▶ [Exercise objective]: Write out all of the records, keeping each one exactly as written.

▶ [Excerpted records]:
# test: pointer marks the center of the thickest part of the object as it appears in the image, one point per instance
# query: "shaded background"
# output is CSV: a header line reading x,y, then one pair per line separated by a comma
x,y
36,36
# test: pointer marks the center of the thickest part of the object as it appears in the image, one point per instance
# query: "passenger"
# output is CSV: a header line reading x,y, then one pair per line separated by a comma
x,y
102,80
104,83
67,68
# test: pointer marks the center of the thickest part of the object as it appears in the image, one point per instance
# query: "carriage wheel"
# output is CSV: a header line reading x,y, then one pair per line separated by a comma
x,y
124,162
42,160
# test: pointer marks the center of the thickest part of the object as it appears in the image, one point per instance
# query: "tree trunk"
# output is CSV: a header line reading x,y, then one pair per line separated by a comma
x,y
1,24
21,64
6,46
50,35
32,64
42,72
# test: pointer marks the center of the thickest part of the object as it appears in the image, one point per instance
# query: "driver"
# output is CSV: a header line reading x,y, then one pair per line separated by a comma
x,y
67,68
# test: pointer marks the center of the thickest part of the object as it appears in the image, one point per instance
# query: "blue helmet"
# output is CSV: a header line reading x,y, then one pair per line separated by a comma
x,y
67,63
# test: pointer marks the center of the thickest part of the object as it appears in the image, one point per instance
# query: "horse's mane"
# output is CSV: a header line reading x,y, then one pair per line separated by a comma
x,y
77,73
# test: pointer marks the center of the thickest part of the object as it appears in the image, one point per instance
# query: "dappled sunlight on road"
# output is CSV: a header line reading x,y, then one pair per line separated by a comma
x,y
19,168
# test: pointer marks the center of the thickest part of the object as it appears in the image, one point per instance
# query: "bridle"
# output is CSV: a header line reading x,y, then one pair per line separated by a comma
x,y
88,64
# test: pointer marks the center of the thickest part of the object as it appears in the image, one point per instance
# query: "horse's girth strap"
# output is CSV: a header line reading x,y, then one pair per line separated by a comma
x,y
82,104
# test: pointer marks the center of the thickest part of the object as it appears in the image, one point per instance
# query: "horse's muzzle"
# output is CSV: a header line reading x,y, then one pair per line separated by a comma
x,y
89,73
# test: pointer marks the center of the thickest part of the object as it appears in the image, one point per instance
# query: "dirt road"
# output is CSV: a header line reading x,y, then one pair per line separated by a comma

▶ [Problem solution]:
# test: pointer marks the center of the thickest part of the object as it appears in the image, one point per instance
# query: "shaded background"
# output is CSV: a header line reading x,y, then one pair per line separated by a comma
x,y
36,36
# test: pointer marks the center of the thickest part of the object as it appears in the image, one point per instance
# query: "passenger"
# output is CSV: a header line reading x,y, then one pair per line separated by a comma
x,y
102,80
104,83
67,68
# test: pointer marks the center of the thickest part of the object as it appears in the image, one point per instance
# query: "carriage wheel"
# output is CSV: a header line reading x,y, then one pair per line separated by a comma
x,y
124,162
42,160
# test: pointer marks the center of the thickest part of the object as it appears in the image, one point per instance
# query: "tree trunk"
# output is CSV: a header line reading x,y, then one pair per line separated by a comma
x,y
1,24
21,64
6,46
50,35
32,64
42,72
# test: pointer marks the center of the thickest part of the object as it appears in the image, one point per instance
# query: "driver"
# output is CSV: a header line reading x,y, then one pair per line separated by a comma
x,y
67,68
# test: pointer marks the center of the thickest part of the object as it appears in the image, one point per instance
# query: "blue helmet"
# output is CSV: a header line reading x,y, then one pair per line separated by a comma
x,y
67,63
# test: pointer marks the center of the thickest part of the object as it appears in the image, one point per instance
# query: "horse's mane"
# output is CSV: a header line reading x,y, then one pair per line separated by a comma
x,y
77,73
# test: pointer marks the center of the thickest part of the object as it appears in the image, one point per instance
# query: "dappled sunlight on road"
# output is CSV: a header line reading x,y, then one pair per line separated by a comma
x,y
19,168
# test: pointer marks the center of the thickest part of the object as it appears in the image, one point per instance
# query: "bridle"
# output is CSV: a header line reading x,y, then one pair per line separated by a comma
x,y
88,64
# test: pointer marks the center of the thickest part of the object as it appears in the image, one point per instance
# query: "horse's girth strap"
# output is CSV: a header line reading x,y, then one pair per line separated by a comma
x,y
82,104
# test: pointer marks the center of the thickest part of the object as it appears in the image, one point per instance
# query: "horse's muzzle"
# output is CSV: a header line reading x,y, then one pair per line separated by a comma
x,y
89,73
# test: pointer marks the center of the thickest part of the object as it appears in the image, one point per instance
# query: "dirt road"
# output is CSV: a header line reading x,y, then one pair per line separated by a comma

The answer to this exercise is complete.